>> BEGIN Working data

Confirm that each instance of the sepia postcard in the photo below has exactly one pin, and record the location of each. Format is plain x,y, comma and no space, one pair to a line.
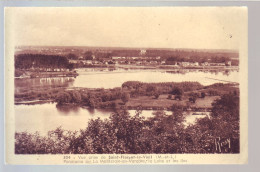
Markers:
126,85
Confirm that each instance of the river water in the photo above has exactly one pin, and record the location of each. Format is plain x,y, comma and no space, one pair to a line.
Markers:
46,117
108,78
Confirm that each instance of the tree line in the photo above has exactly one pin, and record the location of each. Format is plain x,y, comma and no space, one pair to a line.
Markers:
27,61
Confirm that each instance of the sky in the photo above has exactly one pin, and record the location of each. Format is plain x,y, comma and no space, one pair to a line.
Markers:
150,27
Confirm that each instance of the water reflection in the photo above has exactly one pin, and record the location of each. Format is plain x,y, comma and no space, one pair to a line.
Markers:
34,83
67,109
47,117
111,78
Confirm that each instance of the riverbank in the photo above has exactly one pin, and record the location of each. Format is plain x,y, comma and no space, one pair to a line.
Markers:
21,74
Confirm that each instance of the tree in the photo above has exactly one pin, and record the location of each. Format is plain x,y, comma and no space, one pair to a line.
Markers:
72,56
63,97
177,91
88,55
75,97
125,97
203,95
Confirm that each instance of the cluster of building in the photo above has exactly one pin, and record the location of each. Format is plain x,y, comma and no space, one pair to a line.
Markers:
144,61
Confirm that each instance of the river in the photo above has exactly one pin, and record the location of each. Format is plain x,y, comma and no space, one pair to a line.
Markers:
107,78
46,117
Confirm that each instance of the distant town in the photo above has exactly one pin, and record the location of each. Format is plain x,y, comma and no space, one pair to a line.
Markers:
105,57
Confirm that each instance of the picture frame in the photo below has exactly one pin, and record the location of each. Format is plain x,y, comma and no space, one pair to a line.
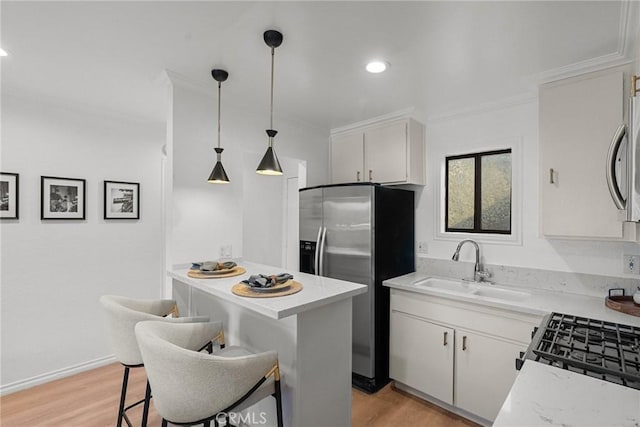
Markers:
121,200
62,198
9,195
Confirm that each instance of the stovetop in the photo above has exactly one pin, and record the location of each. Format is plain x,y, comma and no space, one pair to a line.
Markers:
603,350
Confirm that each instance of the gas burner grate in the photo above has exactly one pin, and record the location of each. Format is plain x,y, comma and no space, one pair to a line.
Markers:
597,348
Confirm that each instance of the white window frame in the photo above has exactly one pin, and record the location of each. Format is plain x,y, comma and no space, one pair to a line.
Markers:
515,238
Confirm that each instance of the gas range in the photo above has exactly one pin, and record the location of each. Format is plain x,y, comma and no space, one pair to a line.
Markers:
604,350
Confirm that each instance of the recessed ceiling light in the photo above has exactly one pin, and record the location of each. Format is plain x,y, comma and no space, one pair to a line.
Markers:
377,66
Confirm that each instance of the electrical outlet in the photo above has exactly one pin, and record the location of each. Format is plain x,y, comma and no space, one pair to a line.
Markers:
225,251
631,264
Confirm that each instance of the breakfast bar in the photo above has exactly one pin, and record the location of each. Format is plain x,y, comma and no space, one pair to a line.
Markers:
310,330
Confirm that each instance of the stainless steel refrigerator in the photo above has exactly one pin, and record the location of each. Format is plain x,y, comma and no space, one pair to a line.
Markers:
362,233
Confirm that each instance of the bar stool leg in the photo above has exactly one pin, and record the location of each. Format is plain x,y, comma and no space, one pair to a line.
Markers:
278,403
145,411
123,395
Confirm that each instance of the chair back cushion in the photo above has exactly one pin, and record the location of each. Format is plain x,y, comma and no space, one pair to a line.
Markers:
187,385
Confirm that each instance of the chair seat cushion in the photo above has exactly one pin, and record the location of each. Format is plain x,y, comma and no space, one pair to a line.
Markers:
265,390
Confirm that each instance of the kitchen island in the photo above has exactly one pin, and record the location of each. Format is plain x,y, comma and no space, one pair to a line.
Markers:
310,330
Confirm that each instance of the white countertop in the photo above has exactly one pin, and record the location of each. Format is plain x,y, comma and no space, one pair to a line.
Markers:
539,303
547,395
317,291
544,395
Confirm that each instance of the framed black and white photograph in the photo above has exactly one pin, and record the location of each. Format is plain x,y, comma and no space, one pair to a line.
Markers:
62,198
8,195
121,200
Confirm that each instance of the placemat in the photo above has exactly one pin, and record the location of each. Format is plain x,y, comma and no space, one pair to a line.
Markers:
197,274
244,290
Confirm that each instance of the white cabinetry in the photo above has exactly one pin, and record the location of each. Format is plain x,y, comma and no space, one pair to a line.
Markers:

>> END Working data

Reproduce the lines from the one containing "Confirm that each instance of the white cabinetry" through the end of the data, swapping "white cabinetry" for "wooden cabinetry" and leaving everything else unchanged.

Confirm that each instance of the wooden cabinetry in the photo above has exactly one pin, and record the location of each. Format is plain x,y, comma and no space, one pair to a line.
Markers:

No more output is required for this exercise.